# Supplied records
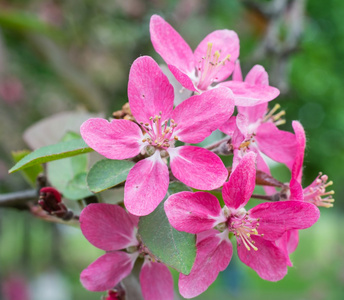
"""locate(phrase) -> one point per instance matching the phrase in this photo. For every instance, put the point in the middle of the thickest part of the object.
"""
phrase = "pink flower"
(151, 102)
(255, 128)
(256, 229)
(213, 61)
(110, 228)
(315, 193)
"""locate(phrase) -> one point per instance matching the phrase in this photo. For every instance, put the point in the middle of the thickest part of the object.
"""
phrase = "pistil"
(316, 192)
(209, 66)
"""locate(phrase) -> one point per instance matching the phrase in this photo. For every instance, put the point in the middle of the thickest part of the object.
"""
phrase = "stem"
(218, 143)
(19, 200)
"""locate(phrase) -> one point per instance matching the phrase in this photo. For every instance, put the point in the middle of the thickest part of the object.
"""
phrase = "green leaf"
(68, 175)
(52, 152)
(174, 248)
(77, 188)
(107, 173)
(31, 173)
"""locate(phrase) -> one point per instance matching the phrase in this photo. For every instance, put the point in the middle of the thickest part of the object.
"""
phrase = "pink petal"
(226, 42)
(146, 185)
(118, 139)
(108, 226)
(229, 127)
(277, 144)
(262, 166)
(237, 74)
(279, 217)
(300, 151)
(238, 190)
(170, 45)
(183, 78)
(257, 76)
(246, 94)
(156, 281)
(193, 212)
(213, 256)
(107, 271)
(149, 90)
(198, 116)
(268, 261)
(288, 243)
(197, 167)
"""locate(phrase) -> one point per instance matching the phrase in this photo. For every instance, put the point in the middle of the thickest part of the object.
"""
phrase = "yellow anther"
(272, 111)
(277, 116)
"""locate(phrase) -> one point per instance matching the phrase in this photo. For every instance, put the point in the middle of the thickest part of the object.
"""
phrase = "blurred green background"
(60, 55)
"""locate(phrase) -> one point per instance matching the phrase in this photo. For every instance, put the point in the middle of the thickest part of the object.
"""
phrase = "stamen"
(158, 133)
(316, 192)
(243, 227)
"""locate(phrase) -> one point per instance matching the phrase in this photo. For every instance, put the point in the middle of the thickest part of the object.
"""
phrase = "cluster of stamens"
(209, 66)
(316, 192)
(157, 133)
(243, 227)
(275, 118)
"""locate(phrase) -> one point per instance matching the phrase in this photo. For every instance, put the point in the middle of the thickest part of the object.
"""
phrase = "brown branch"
(19, 200)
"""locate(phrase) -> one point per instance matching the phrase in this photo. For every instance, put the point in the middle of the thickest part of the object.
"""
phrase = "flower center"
(243, 227)
(209, 66)
(316, 192)
(275, 118)
(159, 134)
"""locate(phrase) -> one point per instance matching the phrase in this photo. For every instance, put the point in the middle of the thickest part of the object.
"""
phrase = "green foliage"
(107, 173)
(31, 173)
(52, 152)
(69, 174)
(174, 248)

# Task goal
Set down the entries exactly as they appear, with every picture left out.

# Answer box
"""locate(phrase) -> one point per instance matching the phrase in this photo. For every instance, put the point in the middle of the thickest part of the object.
"""
phrase = "pink flower"
(151, 102)
(255, 128)
(256, 229)
(213, 61)
(110, 228)
(315, 193)
"""locate(phrase) -> one point per instance matching the phrase in this photo. For every instance, put the point in the middle of the thickest part of the object.
"""
phrase = "pistil"
(316, 192)
(209, 66)
"""locate(phrase) -> one point per instance matching the phrase in this photo. For every instance, put the point in the middle of the thickest part of the object.
"""
phrase = "stem"
(218, 143)
(19, 200)
"""locate(phrase) -> one point per instance matching the phrase in this photo. For every instance, put the point in the middle of the thickest part of the object.
"""
phrase = "green leaf"
(68, 175)
(52, 152)
(174, 248)
(77, 188)
(107, 173)
(31, 173)
"""locate(phrase) -> one point per instance matching the phrase in this photo. For every instance, put the point in the middle of the thickest part of the object.
"""
phrase = "pink petal"
(226, 42)
(146, 185)
(118, 139)
(108, 226)
(229, 127)
(277, 144)
(262, 166)
(237, 74)
(279, 217)
(300, 151)
(238, 190)
(170, 45)
(183, 78)
(257, 76)
(246, 94)
(156, 281)
(193, 212)
(213, 256)
(107, 271)
(149, 90)
(198, 116)
(268, 261)
(288, 243)
(197, 167)
"""locate(phrase) -> one point per instance matching the phrase in this photo. For every instance, put the point in the middle of the thickest part of the object.
"""
phrase = "yellow anther"
(272, 111)
(277, 116)
"""locate(phrase) -> one point per instance matching the phrase in this photo. For every instance, put the point in the middle of the thickest part of the object.
"""
phrase = "blurred green background"
(60, 55)
"""locate(phrase) -> one point per instance matching the phrase in this photo. For every instance, put the point in the middle of the thickest part of the object.
"""
phrase = "stamen"
(158, 133)
(316, 192)
(243, 227)
"""locate(phrase) -> one point per instance matching the phrase in this photo. For every instance, put the point in the middle of the thickest part of the object.
"""
phrase = "cluster of stamens"
(209, 66)
(316, 192)
(157, 133)
(243, 227)
(275, 118)
"""locate(phrase) -> one point per instance matching the phrase in this photo. For every instance, put the point in the middle of the thickest part of the object.
"""
phrase = "brown branch"
(19, 200)
"""locate(phrase) -> one point per instance matching the phrase in this photo. For every instance, put the point in the middle of the thickest part of the object.
"""
phrase = "flower center"
(243, 227)
(209, 66)
(316, 192)
(275, 118)
(159, 134)
"""locate(phrase) -> one point per instance matching the phrase in this photo. For every instance, put the point in the middle of the thickest part of the object.
"""
phrase = "green foliage"
(107, 173)
(31, 173)
(52, 152)
(69, 174)
(174, 248)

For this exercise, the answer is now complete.